● Input material
::::::::

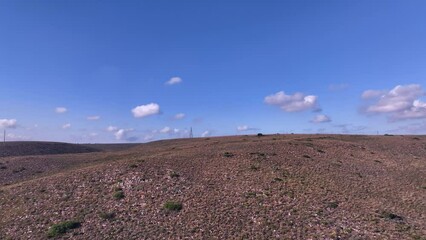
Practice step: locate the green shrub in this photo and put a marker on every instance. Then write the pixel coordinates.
(118, 195)
(61, 228)
(228, 154)
(107, 215)
(173, 206)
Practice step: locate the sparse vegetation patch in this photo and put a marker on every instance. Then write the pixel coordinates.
(172, 206)
(118, 193)
(228, 154)
(107, 215)
(174, 175)
(61, 228)
(390, 215)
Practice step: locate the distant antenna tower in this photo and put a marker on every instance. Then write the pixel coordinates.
(190, 133)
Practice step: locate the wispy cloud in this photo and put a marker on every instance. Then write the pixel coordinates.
(179, 116)
(122, 134)
(146, 110)
(244, 128)
(338, 87)
(8, 123)
(93, 118)
(321, 118)
(61, 110)
(402, 102)
(174, 80)
(206, 134)
(111, 128)
(292, 103)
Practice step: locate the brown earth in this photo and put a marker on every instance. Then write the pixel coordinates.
(245, 187)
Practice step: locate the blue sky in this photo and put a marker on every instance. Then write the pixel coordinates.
(235, 67)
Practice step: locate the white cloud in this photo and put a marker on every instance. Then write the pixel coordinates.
(372, 94)
(146, 110)
(402, 102)
(179, 116)
(61, 110)
(205, 134)
(174, 80)
(8, 123)
(321, 118)
(338, 87)
(112, 128)
(93, 118)
(166, 130)
(121, 134)
(245, 128)
(292, 103)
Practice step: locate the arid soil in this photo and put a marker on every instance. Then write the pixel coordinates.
(41, 148)
(244, 187)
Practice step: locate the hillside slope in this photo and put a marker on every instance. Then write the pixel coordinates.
(42, 148)
(245, 187)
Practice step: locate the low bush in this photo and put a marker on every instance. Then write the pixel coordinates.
(61, 228)
(173, 206)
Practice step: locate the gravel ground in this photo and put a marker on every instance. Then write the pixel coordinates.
(245, 187)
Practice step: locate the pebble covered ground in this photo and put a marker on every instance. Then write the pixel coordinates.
(243, 187)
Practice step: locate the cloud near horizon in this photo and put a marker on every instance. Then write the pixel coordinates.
(206, 134)
(174, 80)
(400, 103)
(146, 110)
(179, 116)
(61, 110)
(321, 118)
(244, 128)
(8, 123)
(292, 103)
(93, 118)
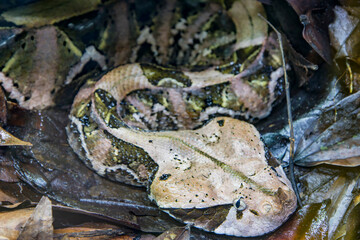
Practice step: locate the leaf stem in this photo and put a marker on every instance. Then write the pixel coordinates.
(288, 106)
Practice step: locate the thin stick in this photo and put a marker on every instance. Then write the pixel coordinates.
(288, 106)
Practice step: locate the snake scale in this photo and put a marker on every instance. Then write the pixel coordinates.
(176, 132)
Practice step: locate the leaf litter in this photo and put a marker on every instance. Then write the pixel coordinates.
(327, 135)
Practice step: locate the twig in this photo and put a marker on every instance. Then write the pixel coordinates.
(288, 106)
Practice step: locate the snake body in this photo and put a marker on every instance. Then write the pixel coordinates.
(143, 125)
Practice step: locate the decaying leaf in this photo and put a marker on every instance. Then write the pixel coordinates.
(251, 30)
(39, 225)
(88, 233)
(40, 13)
(310, 222)
(11, 222)
(3, 108)
(315, 15)
(176, 233)
(6, 139)
(334, 137)
(345, 34)
(7, 171)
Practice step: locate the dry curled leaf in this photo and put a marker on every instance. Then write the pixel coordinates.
(176, 233)
(40, 13)
(3, 108)
(334, 137)
(315, 15)
(39, 225)
(6, 139)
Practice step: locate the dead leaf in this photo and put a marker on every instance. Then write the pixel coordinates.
(11, 222)
(85, 233)
(40, 13)
(310, 223)
(3, 108)
(39, 225)
(315, 15)
(334, 137)
(250, 29)
(7, 170)
(345, 34)
(6, 139)
(176, 233)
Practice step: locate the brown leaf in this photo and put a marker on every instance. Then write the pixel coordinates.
(315, 15)
(39, 225)
(333, 138)
(88, 233)
(309, 223)
(11, 222)
(345, 34)
(7, 170)
(6, 139)
(176, 233)
(44, 12)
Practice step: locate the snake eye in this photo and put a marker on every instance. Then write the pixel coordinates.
(239, 204)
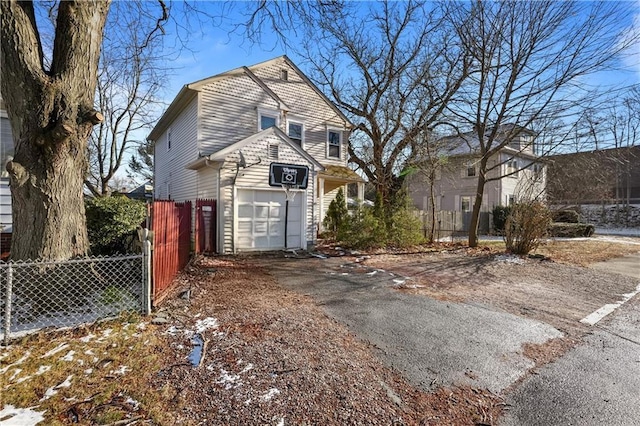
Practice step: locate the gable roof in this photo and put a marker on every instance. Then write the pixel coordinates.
(219, 156)
(190, 90)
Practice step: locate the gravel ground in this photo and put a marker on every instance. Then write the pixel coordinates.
(271, 356)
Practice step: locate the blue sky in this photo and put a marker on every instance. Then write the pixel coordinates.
(215, 50)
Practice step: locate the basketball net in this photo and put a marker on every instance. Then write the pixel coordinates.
(289, 191)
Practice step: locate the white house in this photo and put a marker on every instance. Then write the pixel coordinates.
(515, 172)
(219, 138)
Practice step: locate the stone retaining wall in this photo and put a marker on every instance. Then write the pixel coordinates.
(608, 215)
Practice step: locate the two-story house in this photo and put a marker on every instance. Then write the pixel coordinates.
(221, 137)
(515, 172)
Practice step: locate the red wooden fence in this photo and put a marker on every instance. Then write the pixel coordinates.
(171, 223)
(205, 226)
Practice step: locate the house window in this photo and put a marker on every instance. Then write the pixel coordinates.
(295, 133)
(471, 170)
(465, 204)
(538, 171)
(267, 121)
(273, 151)
(333, 141)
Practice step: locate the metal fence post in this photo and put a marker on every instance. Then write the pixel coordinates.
(7, 305)
(146, 272)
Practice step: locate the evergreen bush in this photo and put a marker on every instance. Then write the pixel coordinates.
(112, 223)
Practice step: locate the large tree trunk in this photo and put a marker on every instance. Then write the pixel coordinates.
(477, 204)
(51, 114)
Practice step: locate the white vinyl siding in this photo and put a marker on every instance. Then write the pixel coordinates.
(257, 178)
(229, 111)
(307, 104)
(170, 174)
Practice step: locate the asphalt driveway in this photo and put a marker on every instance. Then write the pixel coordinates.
(432, 342)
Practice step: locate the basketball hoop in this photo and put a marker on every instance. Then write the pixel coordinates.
(289, 190)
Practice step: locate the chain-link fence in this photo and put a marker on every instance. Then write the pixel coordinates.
(43, 294)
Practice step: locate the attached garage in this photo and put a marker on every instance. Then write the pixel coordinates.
(261, 220)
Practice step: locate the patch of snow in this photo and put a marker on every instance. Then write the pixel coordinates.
(43, 369)
(59, 348)
(133, 403)
(54, 389)
(509, 258)
(18, 362)
(229, 380)
(247, 368)
(206, 324)
(68, 356)
(121, 371)
(270, 394)
(20, 416)
(87, 338)
(628, 232)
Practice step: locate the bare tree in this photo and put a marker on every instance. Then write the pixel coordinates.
(131, 71)
(49, 95)
(528, 62)
(391, 67)
(141, 163)
(52, 113)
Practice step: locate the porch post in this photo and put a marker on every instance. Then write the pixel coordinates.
(320, 202)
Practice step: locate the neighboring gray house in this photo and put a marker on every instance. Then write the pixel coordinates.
(6, 151)
(521, 176)
(220, 135)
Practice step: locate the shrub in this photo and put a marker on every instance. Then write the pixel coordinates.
(526, 224)
(571, 230)
(363, 230)
(337, 215)
(500, 214)
(112, 223)
(565, 216)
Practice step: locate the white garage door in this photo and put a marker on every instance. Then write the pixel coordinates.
(261, 220)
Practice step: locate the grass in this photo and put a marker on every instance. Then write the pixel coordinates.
(581, 253)
(107, 365)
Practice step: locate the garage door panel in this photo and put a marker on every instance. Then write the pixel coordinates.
(260, 223)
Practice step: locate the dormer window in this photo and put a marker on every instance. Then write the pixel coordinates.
(267, 118)
(295, 133)
(334, 143)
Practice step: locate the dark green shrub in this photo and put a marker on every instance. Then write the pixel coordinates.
(363, 230)
(500, 214)
(565, 216)
(336, 216)
(525, 227)
(112, 223)
(571, 230)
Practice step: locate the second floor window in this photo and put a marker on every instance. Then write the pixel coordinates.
(333, 140)
(471, 170)
(295, 133)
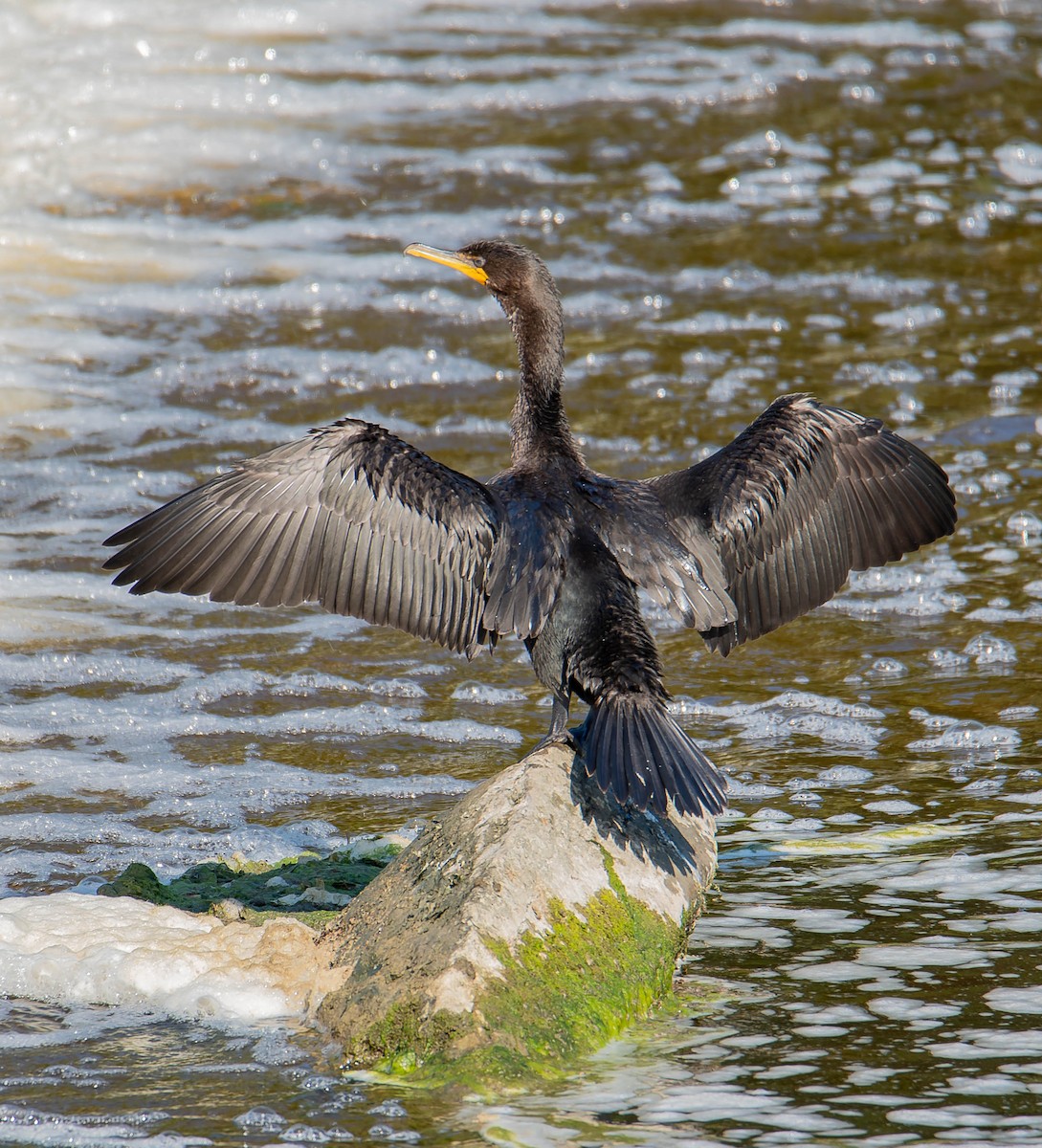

::::::::

● Exercise details
The material should be duplicated word for word, with no images included.

● Worked solution
Practice step: locate the green shrub in this photo and put a marker on every instance. Then write the pixel coordinates.
(118, 195)
(61, 228)
(228, 154)
(107, 215)
(173, 206)
Practice step: locate the sparse vegetation patch in this photo and put a marker on every instance. Then write the pixel coordinates.
(172, 206)
(118, 193)
(228, 154)
(107, 215)
(174, 175)
(61, 228)
(390, 215)
Practice step: locate the distant antenna tower in this photo and put a marker on every instance. Then write the pixel coordinates.
(190, 133)
Practice step: locate the wispy cloud in this photo and put a marker on every instance. Then write the pixel coordinates.
(179, 116)
(122, 134)
(146, 110)
(244, 128)
(338, 87)
(8, 123)
(93, 118)
(321, 118)
(61, 110)
(402, 102)
(174, 80)
(206, 134)
(111, 128)
(292, 103)
Practice step: locate the brown earth in this photo and put a marker on every instance. Then write the pixel coordinates.
(245, 187)
Practice step: locate the blue sky in this photo and put a marker on every instance. Then write the pixel coordinates.
(235, 67)
Practice step: locate the white cloud in this photo and put a marker on every instance. Then write the pixel coordinates.
(372, 94)
(146, 110)
(402, 102)
(179, 116)
(61, 110)
(205, 134)
(174, 80)
(8, 123)
(321, 118)
(338, 87)
(112, 128)
(93, 118)
(166, 130)
(121, 134)
(245, 128)
(292, 103)
Practice step: locate the arid soil in this photo and put a marker on every instance. Then write the pixel coordinates.
(41, 148)
(244, 187)
Practice step: locate the hillside slope in this photo and put a marker on every instance. Then write the pixel coordinates.
(42, 148)
(245, 187)
Practice step: locate the low bush in this photo and put a marker on every instance. Then write the pixel coordinates.
(61, 228)
(173, 206)
Practice step: locate the gravel ground in this photo and put a marker on every instance. Then write the pixel coordinates.
(245, 187)
Practice step: locate the pebble covered ground in this photo and put a marker on every instance. Then write the pixel coordinates.
(243, 187)
Practice step: locate the cloud near horizon in this photo and put a marker on every instance. Then write the pixel coordinates.
(206, 134)
(174, 80)
(400, 103)
(146, 110)
(179, 116)
(61, 110)
(321, 118)
(244, 128)
(8, 123)
(292, 103)
(93, 118)
Practice step: locate the leaf stem in this photo and put a marker on every instance. Then write the pixel coordinates.
(288, 106)
Practice step: locate the thin stick in this photo and put a marker on every instance. Then write the pixel coordinates.
(288, 106)
Practice step: locate the snake scale in this photo and put a marker on every instance. Then write the pixel coordinates.
(176, 132)
Practice step: locate the leaf litter in this photo and put a marker on every instance. Then write the pixel coordinates.
(327, 135)
Practice step: locate the twig in this photo and put a marker on every instance. Then write the pixel coordinates.
(288, 106)
Practice step: locate the snake body in this photo and put a marker on every instance. Then write the pixel coordinates.
(143, 125)
Practice step: locate the decaying leaf in this photo and put a marker on every instance. Then write the pixel coordinates.
(251, 30)
(39, 225)
(88, 233)
(40, 13)
(310, 222)
(11, 222)
(3, 108)
(315, 15)
(176, 233)
(6, 139)
(334, 137)
(345, 34)
(7, 171)
Practice step: locate the dry curled leaf in this photo and put a marker on every instance. Then write the pixel coordinates.
(176, 233)
(40, 13)
(3, 108)
(334, 137)
(315, 15)
(39, 225)
(6, 139)
Practice step: locate the dead leaf in this photo and put a marker on every instance. Then write the pixel coordinates.
(11, 222)
(85, 233)
(40, 13)
(310, 223)
(3, 108)
(39, 225)
(315, 15)
(334, 137)
(250, 29)
(7, 170)
(345, 34)
(6, 139)
(176, 233)
Practice step: locate the brown leaf in this photo and put a marker on every instance. Then write the pixel coordinates.
(315, 15)
(39, 225)
(333, 138)
(88, 233)
(309, 223)
(11, 222)
(345, 34)
(7, 170)
(6, 139)
(176, 233)
(44, 12)
Practice step: locate the snake eye in this photo and put a marker on every instance. Then write the pixel coordinates.
(239, 204)
Practice step: locate the gable roof in this photo and put a marker on every instance. Then write the pixel coordinates.
(219, 156)
(190, 90)
Practice step: locate the gravel ground in this photo and put a marker on every instance. Then write the pixel coordinates.
(271, 356)
Practice step: locate the blue sky in this photo and put a marker on every instance. Then write the pixel coordinates.
(215, 50)
Practice step: locate the basketball net in this photo and put a marker on every instance. Then write the pixel coordinates.
(289, 191)
Practice step: locate the white house in this photo and put a marker on every instance. Then write the pixel coordinates.
(515, 172)
(219, 138)
Practice step: locate the stone retaining wall in this photo and put a marker on every instance. Then write the pixel coordinates.
(608, 215)
Practice step: locate the two-story house in this photo and put a marker on every instance. Then write the pixel coordinates.
(221, 137)
(515, 172)
Practice step: locate the red wooden fence in this photo and put a marker on every instance. Then write the pixel coordinates.
(171, 223)
(205, 226)
Practice step: locate the house window in this photo and put a marker on every instance. Then write the pixel coordinates.
(295, 133)
(471, 170)
(465, 204)
(538, 171)
(267, 121)
(273, 151)
(333, 141)
Practice step: locate the metal fence post in this photo and put a marker on every instance. Then write the pixel coordinates.
(7, 305)
(146, 272)
Practice step: locate the evergreen bush in this photo and put a marker on every instance. Then write the pixel coordinates.
(112, 223)
Practice step: locate the large tree trunk in this photo and put a marker on every instance. Then write the pixel coordinates.
(477, 204)
(51, 114)
Practice step: locate the white vinyl siding in this photo and put a marker on every instance. Then write the pixel coordinates.
(257, 178)
(229, 111)
(307, 104)
(170, 174)
Practice step: locate the asphalt driveway in this photo and put a marker on every instance. Then write the pixel coordinates.
(432, 342)
Practice step: locate the basketball hoop in this photo and put a marker on every instance. Then write the pixel coordinates.
(289, 190)
Practice step: locate the chain-link fence in this photo and put a marker on every instance. Then write the pixel coordinates.
(43, 294)
Practice step: locate the attached garage in this photo and put a marker on every instance. Then write the pixel coordinates.
(261, 220)
Practice step: locate the patch of snow in this photo and put a marker on every instance. Then write the pixel coordinates.
(43, 369)
(59, 348)
(133, 403)
(54, 389)
(509, 258)
(18, 362)
(229, 380)
(247, 368)
(206, 324)
(68, 356)
(121, 371)
(270, 394)
(20, 416)
(87, 338)
(628, 232)
Practice step: locate the bare tree in this photo and put a marker on every instance. Then write the pixel coordinates.
(131, 71)
(49, 95)
(528, 62)
(391, 67)
(141, 163)
(52, 113)
Practice step: locate the porch post in this photo and put a marker on every instance. Then write the pixel coordinates.
(320, 202)
Practice step: locate the neighboring gray house in this photo and put a marker on every instance. Then write the pixel coordinates.
(6, 151)
(521, 176)
(220, 135)
Practice step: locate the shrub in this photo and put a marker on every instance. Then write the pixel coordinates.
(526, 224)
(571, 230)
(363, 230)
(337, 215)
(500, 214)
(112, 223)
(565, 216)
Practice step: locate the white garage door in this photo and put a marker on every instance. Then write the pixel coordinates.
(261, 220)
Practice step: locate the grass in this photo and put a marker on every instance. Then write the pixel coordinates.
(581, 253)
(107, 365)
Practice step: locate the garage door panel in this photo and put a marker on every instance. Then write the pixel coordinates.
(260, 223)
Practice step: locate the dormer window in this photo and put a marker on every instance. Then write the pixel coordinates.
(267, 118)
(295, 133)
(334, 143)
Practice step: locate the dark green shrub in this photo and put a marker on every instance. Then write the pixel coordinates.
(363, 230)
(500, 214)
(565, 216)
(336, 216)
(525, 227)
(112, 223)
(571, 230)
Practice step: locate the second floor window in this photo and put a marker on every instance. Then write the pixel coordinates.
(333, 140)
(471, 170)
(295, 133)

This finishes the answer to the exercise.